> [Set problem] Extract every line of the listing below that contains the word "green", and copy each such line in full.

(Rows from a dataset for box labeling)
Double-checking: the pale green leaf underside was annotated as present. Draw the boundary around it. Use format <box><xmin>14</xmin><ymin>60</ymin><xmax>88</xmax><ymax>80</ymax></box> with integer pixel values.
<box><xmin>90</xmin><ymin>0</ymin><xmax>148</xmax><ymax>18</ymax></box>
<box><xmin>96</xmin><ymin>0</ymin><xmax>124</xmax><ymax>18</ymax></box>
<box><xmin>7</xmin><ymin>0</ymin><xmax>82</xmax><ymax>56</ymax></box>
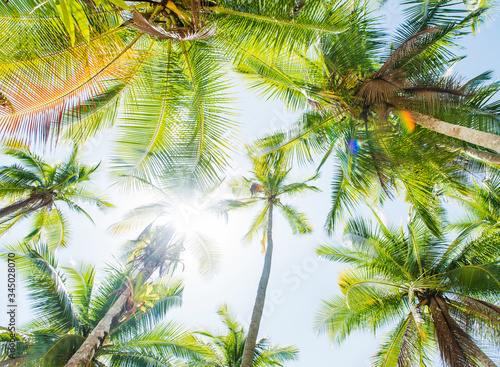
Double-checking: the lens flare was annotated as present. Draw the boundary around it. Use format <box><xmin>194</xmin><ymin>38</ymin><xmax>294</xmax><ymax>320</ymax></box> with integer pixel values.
<box><xmin>399</xmin><ymin>111</ymin><xmax>415</xmax><ymax>133</ymax></box>
<box><xmin>347</xmin><ymin>139</ymin><xmax>361</xmax><ymax>155</ymax></box>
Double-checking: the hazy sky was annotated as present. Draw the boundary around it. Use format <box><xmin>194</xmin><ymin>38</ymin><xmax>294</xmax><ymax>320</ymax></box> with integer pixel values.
<box><xmin>0</xmin><ymin>3</ymin><xmax>500</xmax><ymax>367</ymax></box>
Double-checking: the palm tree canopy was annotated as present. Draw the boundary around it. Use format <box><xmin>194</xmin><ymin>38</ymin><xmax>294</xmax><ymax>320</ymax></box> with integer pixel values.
<box><xmin>255</xmin><ymin>1</ymin><xmax>500</xmax><ymax>235</ymax></box>
<box><xmin>229</xmin><ymin>160</ymin><xmax>319</xmax><ymax>246</ymax></box>
<box><xmin>2</xmin><ymin>243</ymin><xmax>202</xmax><ymax>367</ymax></box>
<box><xmin>0</xmin><ymin>0</ymin><xmax>362</xmax><ymax>191</ymax></box>
<box><xmin>0</xmin><ymin>148</ymin><xmax>112</xmax><ymax>246</ymax></box>
<box><xmin>187</xmin><ymin>306</ymin><xmax>298</xmax><ymax>367</ymax></box>
<box><xmin>316</xmin><ymin>219</ymin><xmax>500</xmax><ymax>366</ymax></box>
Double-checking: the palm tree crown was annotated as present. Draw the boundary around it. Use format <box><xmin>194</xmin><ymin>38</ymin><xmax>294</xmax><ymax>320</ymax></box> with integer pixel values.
<box><xmin>228</xmin><ymin>160</ymin><xmax>318</xmax><ymax>367</ymax></box>
<box><xmin>2</xmin><ymin>237</ymin><xmax>201</xmax><ymax>367</ymax></box>
<box><xmin>316</xmin><ymin>216</ymin><xmax>500</xmax><ymax>367</ymax></box>
<box><xmin>0</xmin><ymin>148</ymin><xmax>112</xmax><ymax>245</ymax></box>
<box><xmin>187</xmin><ymin>307</ymin><xmax>298</xmax><ymax>367</ymax></box>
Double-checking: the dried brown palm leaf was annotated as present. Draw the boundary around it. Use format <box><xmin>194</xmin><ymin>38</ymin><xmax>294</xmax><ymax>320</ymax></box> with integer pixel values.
<box><xmin>429</xmin><ymin>296</ymin><xmax>496</xmax><ymax>367</ymax></box>
<box><xmin>0</xmin><ymin>37</ymin><xmax>144</xmax><ymax>144</ymax></box>
<box><xmin>356</xmin><ymin>78</ymin><xmax>401</xmax><ymax>107</ymax></box>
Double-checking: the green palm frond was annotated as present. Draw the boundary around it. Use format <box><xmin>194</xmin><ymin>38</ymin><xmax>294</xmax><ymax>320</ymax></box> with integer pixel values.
<box><xmin>316</xmin><ymin>214</ymin><xmax>500</xmax><ymax>366</ymax></box>
<box><xmin>4</xmin><ymin>243</ymin><xmax>81</xmax><ymax>332</ymax></box>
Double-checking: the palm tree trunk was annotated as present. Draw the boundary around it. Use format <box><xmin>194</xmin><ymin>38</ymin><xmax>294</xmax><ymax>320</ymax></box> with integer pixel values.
<box><xmin>65</xmin><ymin>240</ymin><xmax>172</xmax><ymax>367</ymax></box>
<box><xmin>0</xmin><ymin>194</ymin><xmax>52</xmax><ymax>218</ymax></box>
<box><xmin>241</xmin><ymin>201</ymin><xmax>273</xmax><ymax>367</ymax></box>
<box><xmin>463</xmin><ymin>147</ymin><xmax>500</xmax><ymax>166</ymax></box>
<box><xmin>409</xmin><ymin>111</ymin><xmax>500</xmax><ymax>152</ymax></box>
<box><xmin>429</xmin><ymin>297</ymin><xmax>497</xmax><ymax>367</ymax></box>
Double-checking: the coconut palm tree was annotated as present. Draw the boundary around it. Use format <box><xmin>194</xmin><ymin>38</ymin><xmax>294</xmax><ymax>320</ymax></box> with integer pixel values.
<box><xmin>227</xmin><ymin>161</ymin><xmax>318</xmax><ymax>367</ymax></box>
<box><xmin>1</xmin><ymin>243</ymin><xmax>201</xmax><ymax>367</ymax></box>
<box><xmin>258</xmin><ymin>0</ymin><xmax>500</xmax><ymax>155</ymax></box>
<box><xmin>65</xmin><ymin>226</ymin><xmax>189</xmax><ymax>367</ymax></box>
<box><xmin>316</xmin><ymin>218</ymin><xmax>500</xmax><ymax>367</ymax></box>
<box><xmin>0</xmin><ymin>148</ymin><xmax>112</xmax><ymax>245</ymax></box>
<box><xmin>187</xmin><ymin>306</ymin><xmax>298</xmax><ymax>367</ymax></box>
<box><xmin>0</xmin><ymin>0</ymin><xmax>361</xmax><ymax>190</ymax></box>
<box><xmin>256</xmin><ymin>1</ymin><xmax>500</xmax><ymax>235</ymax></box>
<box><xmin>108</xmin><ymin>175</ymin><xmax>223</xmax><ymax>275</ymax></box>
<box><xmin>450</xmin><ymin>170</ymin><xmax>500</xmax><ymax>231</ymax></box>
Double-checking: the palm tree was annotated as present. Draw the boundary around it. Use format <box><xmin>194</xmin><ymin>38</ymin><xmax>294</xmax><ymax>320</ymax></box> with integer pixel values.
<box><xmin>316</xmin><ymin>218</ymin><xmax>500</xmax><ymax>367</ymax></box>
<box><xmin>450</xmin><ymin>171</ymin><xmax>500</xmax><ymax>231</ymax></box>
<box><xmin>0</xmin><ymin>0</ymin><xmax>361</xmax><ymax>190</ymax></box>
<box><xmin>256</xmin><ymin>1</ymin><xmax>500</xmax><ymax>235</ymax></box>
<box><xmin>65</xmin><ymin>225</ymin><xmax>188</xmax><ymax>367</ymax></box>
<box><xmin>2</xmin><ymin>243</ymin><xmax>201</xmax><ymax>367</ymax></box>
<box><xmin>108</xmin><ymin>176</ymin><xmax>221</xmax><ymax>275</ymax></box>
<box><xmin>187</xmin><ymin>306</ymin><xmax>298</xmax><ymax>367</ymax></box>
<box><xmin>264</xmin><ymin>0</ymin><xmax>500</xmax><ymax>156</ymax></box>
<box><xmin>0</xmin><ymin>148</ymin><xmax>112</xmax><ymax>245</ymax></box>
<box><xmin>227</xmin><ymin>161</ymin><xmax>318</xmax><ymax>367</ymax></box>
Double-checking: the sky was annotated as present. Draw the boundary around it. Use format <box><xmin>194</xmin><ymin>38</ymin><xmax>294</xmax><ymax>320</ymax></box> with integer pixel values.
<box><xmin>0</xmin><ymin>2</ymin><xmax>500</xmax><ymax>367</ymax></box>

> [Expected answer]
Double-checking: the pale green leaf underside was annotated as present. Draw the boundary around it. Use format <box><xmin>14</xmin><ymin>60</ymin><xmax>88</xmax><ymax>80</ymax></box> with integer pixel values.
Double-checking: the green palm frond was annotated as present. Draw the boundary around it. Use format <box><xmin>194</xmin><ymin>38</ymin><xmax>294</xmax><ymax>320</ymax></box> with integer pixel values.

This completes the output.